▶ _Data for this task_:

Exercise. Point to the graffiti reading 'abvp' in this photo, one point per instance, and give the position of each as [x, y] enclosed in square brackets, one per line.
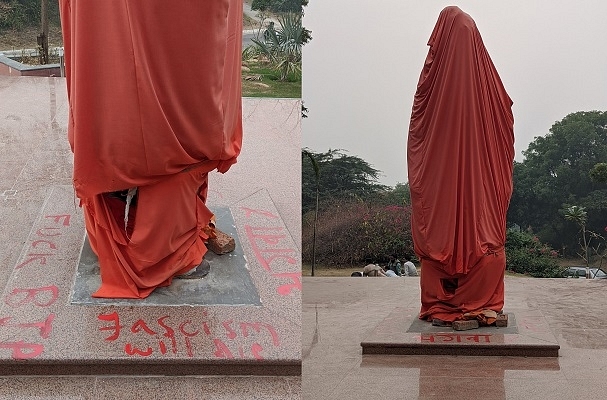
[267, 244]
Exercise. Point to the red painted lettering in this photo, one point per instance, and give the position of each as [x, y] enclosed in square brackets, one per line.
[50, 244]
[221, 350]
[33, 257]
[113, 317]
[58, 218]
[16, 299]
[140, 325]
[22, 350]
[131, 351]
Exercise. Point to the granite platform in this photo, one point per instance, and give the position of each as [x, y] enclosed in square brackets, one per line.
[50, 326]
[403, 333]
[341, 313]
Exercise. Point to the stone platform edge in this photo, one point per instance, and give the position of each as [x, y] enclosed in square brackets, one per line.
[390, 337]
[146, 368]
[461, 350]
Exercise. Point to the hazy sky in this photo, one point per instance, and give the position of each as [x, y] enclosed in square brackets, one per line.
[361, 69]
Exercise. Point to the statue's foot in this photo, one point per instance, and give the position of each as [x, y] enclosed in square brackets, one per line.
[440, 322]
[221, 243]
[200, 271]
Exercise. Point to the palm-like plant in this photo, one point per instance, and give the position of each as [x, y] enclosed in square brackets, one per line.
[282, 46]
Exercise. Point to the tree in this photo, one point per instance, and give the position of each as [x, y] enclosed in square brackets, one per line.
[282, 45]
[557, 171]
[317, 178]
[279, 6]
[342, 176]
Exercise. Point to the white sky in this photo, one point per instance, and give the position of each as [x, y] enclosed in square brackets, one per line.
[361, 69]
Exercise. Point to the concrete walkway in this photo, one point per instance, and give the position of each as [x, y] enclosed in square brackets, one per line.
[340, 313]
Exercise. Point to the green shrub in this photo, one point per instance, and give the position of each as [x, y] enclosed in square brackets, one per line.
[525, 254]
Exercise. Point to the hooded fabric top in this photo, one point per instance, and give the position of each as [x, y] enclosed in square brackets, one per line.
[460, 149]
[145, 98]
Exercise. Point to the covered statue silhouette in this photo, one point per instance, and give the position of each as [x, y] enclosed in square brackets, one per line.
[155, 105]
[460, 157]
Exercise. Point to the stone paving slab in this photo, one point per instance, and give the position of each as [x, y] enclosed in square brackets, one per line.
[394, 335]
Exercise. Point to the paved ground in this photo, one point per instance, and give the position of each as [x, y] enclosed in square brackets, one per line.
[339, 313]
[42, 331]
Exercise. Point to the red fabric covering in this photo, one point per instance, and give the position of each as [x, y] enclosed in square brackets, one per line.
[155, 103]
[460, 154]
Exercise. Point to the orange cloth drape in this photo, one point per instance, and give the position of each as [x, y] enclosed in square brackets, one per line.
[460, 154]
[155, 103]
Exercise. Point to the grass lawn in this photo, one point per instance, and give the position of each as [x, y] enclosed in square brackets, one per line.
[26, 39]
[267, 83]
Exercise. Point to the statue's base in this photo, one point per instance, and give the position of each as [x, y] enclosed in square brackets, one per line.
[402, 333]
[235, 321]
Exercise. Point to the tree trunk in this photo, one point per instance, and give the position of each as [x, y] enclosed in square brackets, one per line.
[43, 38]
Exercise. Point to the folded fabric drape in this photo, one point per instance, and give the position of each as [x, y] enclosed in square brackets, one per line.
[460, 156]
[155, 104]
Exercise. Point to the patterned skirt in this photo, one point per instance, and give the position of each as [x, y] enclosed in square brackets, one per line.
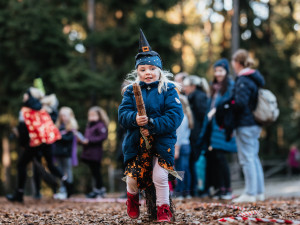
[140, 168]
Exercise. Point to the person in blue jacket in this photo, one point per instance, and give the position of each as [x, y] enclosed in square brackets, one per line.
[148, 146]
[213, 138]
[248, 130]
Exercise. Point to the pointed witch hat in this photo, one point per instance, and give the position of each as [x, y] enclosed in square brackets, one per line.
[145, 51]
[144, 44]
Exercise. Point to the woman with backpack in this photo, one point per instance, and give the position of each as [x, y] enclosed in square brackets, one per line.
[197, 90]
[248, 130]
[212, 139]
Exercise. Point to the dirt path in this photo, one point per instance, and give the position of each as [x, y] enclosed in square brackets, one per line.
[75, 211]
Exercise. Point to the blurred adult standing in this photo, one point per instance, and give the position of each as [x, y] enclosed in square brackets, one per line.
[247, 129]
[197, 90]
[213, 139]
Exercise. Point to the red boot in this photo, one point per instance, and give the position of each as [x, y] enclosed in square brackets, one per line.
[133, 206]
[164, 213]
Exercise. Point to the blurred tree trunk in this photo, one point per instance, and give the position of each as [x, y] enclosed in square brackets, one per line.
[235, 41]
[92, 50]
[6, 161]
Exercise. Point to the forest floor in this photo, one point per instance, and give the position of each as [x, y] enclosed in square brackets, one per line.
[78, 210]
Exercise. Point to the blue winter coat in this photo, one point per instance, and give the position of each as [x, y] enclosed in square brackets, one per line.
[245, 96]
[218, 138]
[166, 114]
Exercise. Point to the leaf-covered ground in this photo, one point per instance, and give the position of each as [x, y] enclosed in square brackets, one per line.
[194, 211]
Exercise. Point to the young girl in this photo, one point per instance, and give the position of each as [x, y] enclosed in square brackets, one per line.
[64, 148]
[95, 134]
[149, 169]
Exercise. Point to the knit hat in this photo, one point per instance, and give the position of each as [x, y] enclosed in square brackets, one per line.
[146, 56]
[223, 63]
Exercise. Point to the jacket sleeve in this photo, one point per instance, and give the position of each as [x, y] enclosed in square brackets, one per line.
[172, 116]
[201, 106]
[242, 95]
[67, 137]
[127, 111]
[100, 136]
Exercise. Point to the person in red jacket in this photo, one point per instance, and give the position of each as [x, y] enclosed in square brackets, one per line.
[95, 133]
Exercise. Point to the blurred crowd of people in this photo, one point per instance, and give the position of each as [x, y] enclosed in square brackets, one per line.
[46, 131]
[202, 148]
[203, 145]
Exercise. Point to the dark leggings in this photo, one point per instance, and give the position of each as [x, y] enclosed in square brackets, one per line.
[28, 155]
[95, 168]
[217, 170]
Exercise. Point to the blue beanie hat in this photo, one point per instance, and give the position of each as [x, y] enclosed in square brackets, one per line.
[146, 55]
[223, 63]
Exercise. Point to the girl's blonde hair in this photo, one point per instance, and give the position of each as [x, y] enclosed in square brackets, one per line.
[164, 79]
[36, 93]
[101, 113]
[187, 110]
[242, 57]
[72, 124]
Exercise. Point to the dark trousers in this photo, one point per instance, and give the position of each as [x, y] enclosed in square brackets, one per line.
[217, 170]
[95, 168]
[28, 155]
[194, 179]
[182, 164]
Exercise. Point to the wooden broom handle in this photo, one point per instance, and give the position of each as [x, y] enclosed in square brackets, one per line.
[139, 100]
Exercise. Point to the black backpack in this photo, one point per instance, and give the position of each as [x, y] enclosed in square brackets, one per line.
[225, 117]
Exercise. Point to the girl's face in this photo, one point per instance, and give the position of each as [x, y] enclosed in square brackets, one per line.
[93, 116]
[220, 73]
[25, 97]
[188, 89]
[148, 73]
[64, 117]
[237, 67]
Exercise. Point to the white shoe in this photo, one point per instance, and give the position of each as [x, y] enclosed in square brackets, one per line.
[260, 197]
[244, 198]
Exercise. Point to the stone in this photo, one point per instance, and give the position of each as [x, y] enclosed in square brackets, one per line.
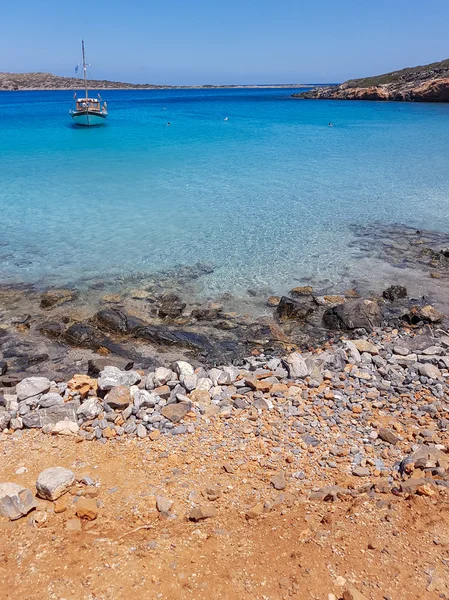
[305, 290]
[86, 508]
[141, 431]
[354, 314]
[5, 419]
[181, 367]
[361, 472]
[162, 376]
[294, 310]
[112, 377]
[204, 511]
[73, 524]
[65, 428]
[176, 412]
[296, 366]
[255, 511]
[429, 370]
[82, 385]
[163, 504]
[32, 386]
[55, 297]
[351, 593]
[425, 314]
[388, 436]
[96, 365]
[119, 397]
[54, 482]
[89, 409]
[50, 399]
[201, 397]
[394, 292]
[278, 481]
[16, 501]
[365, 346]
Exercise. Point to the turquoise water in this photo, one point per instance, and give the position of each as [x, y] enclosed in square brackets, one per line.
[266, 198]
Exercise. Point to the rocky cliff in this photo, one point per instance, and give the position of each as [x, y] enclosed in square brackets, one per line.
[429, 83]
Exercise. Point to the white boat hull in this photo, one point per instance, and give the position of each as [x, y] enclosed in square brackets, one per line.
[88, 119]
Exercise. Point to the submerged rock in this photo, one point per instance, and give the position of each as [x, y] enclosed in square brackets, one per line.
[354, 314]
[289, 309]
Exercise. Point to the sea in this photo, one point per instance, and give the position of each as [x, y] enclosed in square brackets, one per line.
[252, 183]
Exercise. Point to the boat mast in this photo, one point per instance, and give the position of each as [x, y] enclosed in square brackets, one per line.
[84, 70]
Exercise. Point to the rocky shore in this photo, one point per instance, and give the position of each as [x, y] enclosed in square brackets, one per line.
[152, 430]
[429, 83]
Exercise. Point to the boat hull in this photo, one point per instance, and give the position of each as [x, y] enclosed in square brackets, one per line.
[88, 118]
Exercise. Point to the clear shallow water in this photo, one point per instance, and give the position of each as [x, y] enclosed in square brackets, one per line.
[265, 197]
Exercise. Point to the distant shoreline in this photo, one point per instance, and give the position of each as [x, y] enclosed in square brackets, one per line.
[165, 87]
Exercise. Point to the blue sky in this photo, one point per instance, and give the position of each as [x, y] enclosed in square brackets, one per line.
[238, 41]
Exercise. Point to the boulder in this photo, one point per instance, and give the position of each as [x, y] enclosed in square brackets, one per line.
[171, 306]
[15, 501]
[54, 482]
[394, 292]
[5, 419]
[55, 297]
[181, 367]
[65, 428]
[294, 310]
[354, 314]
[32, 386]
[429, 370]
[112, 377]
[296, 366]
[118, 398]
[176, 412]
[425, 314]
[89, 409]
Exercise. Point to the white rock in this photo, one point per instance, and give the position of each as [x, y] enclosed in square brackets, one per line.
[296, 365]
[54, 482]
[32, 386]
[15, 501]
[162, 375]
[112, 377]
[89, 409]
[65, 428]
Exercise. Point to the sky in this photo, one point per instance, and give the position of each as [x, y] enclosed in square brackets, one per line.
[188, 42]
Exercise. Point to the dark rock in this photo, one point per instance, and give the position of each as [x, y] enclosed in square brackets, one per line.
[424, 314]
[51, 329]
[171, 306]
[353, 314]
[296, 310]
[52, 298]
[115, 320]
[394, 292]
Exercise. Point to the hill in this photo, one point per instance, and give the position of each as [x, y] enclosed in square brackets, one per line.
[428, 83]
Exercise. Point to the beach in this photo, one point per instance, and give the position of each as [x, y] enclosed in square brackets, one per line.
[224, 349]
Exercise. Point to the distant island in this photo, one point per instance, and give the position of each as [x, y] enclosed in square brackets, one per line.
[48, 81]
[428, 83]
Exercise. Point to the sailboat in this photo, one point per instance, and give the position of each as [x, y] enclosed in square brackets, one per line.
[88, 111]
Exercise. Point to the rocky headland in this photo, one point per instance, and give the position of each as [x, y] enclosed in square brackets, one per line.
[48, 81]
[429, 83]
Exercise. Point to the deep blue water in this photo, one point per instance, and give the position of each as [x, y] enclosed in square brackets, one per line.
[265, 197]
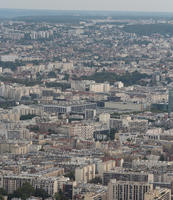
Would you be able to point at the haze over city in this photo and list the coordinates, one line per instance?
(118, 5)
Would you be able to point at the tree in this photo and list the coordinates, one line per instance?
(41, 193)
(24, 192)
(60, 196)
(71, 175)
(51, 74)
(3, 192)
(96, 180)
(162, 158)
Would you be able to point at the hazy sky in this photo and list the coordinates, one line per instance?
(124, 5)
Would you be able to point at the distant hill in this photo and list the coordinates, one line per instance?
(13, 13)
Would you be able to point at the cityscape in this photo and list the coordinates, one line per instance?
(86, 105)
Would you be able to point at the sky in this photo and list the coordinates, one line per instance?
(117, 5)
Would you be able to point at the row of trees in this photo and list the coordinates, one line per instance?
(127, 78)
(27, 190)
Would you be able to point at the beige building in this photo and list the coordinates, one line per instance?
(15, 148)
(85, 173)
(127, 190)
(82, 130)
(158, 194)
(105, 166)
(100, 87)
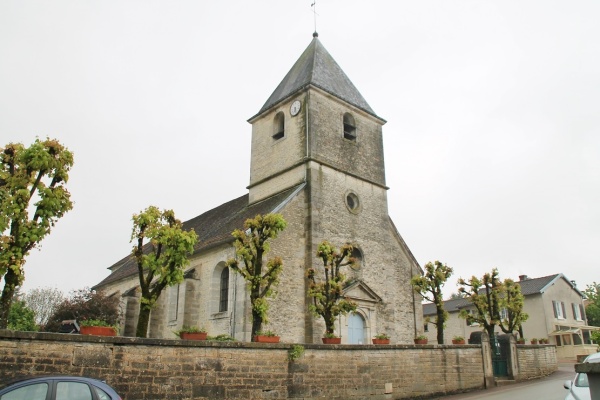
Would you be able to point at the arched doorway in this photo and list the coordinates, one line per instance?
(356, 329)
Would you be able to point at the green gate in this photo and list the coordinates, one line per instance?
(500, 354)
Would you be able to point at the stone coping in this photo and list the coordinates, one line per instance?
(126, 340)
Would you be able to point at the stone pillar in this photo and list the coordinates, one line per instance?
(486, 355)
(593, 372)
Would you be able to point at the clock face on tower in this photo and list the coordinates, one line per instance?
(295, 108)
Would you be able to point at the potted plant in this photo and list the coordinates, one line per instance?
(331, 338)
(266, 337)
(458, 340)
(191, 333)
(381, 338)
(97, 327)
(420, 339)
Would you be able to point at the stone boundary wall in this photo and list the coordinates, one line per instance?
(536, 361)
(156, 369)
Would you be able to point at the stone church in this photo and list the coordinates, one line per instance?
(317, 159)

▶ _Aim_: Repeat only the lines from the one with "Would you be able to point at the hazy" through the end of the data, both included and exactly as written. Pictures stay out of the copy.

▶ _Solution for this exercise_:
Would you be able to point at the hazy sky in this photo and list the coordinates, one line per instance?
(124, 5)
Would you be able to point at the distant hill in this photo and list the coordinates, one line per instance?
(13, 13)
Would you be able to point at the cityscape in this photo and list the coordinates, one line per instance?
(86, 105)
Would you be able to point at the sky in this photo and list the coordinates, one line per instance?
(117, 5)
Would you be able to point at the row of trees in this photo and list the coordinates, one line per instance?
(127, 78)
(27, 190)
Would you be able to point at the beige building in this photo and list the coordinates, one line per instance?
(15, 148)
(85, 173)
(127, 190)
(82, 130)
(158, 194)
(105, 166)
(100, 87)
Would you be able to point at the arched doorway in this photo and list the coordinates, one line per instance?
(356, 329)
Would you be able to point at the green gate in this photo and list the coordinates, one line per instance?
(500, 354)
Would you be able to point at the stone coping in this photo and list the coordinates, one line per instance?
(126, 340)
Would you be able to point at the stone pillar in this photo and list the coordinates, one line per instance?
(486, 355)
(593, 372)
Would you be able to point at the clock face on tower in this photo and list the coordinates, one line per instance?
(295, 108)
Would you be able to point at the potted plant in this photo and list the coordinates, one line per instance?
(331, 338)
(266, 337)
(458, 340)
(191, 333)
(381, 338)
(97, 327)
(420, 339)
Would you be able to point at the stone boundary wall in this photo and list the coordinates, one line per instance?
(536, 361)
(156, 369)
Would you be able to point at the stone church in this photo and list the coordinates, one line per instance?
(317, 159)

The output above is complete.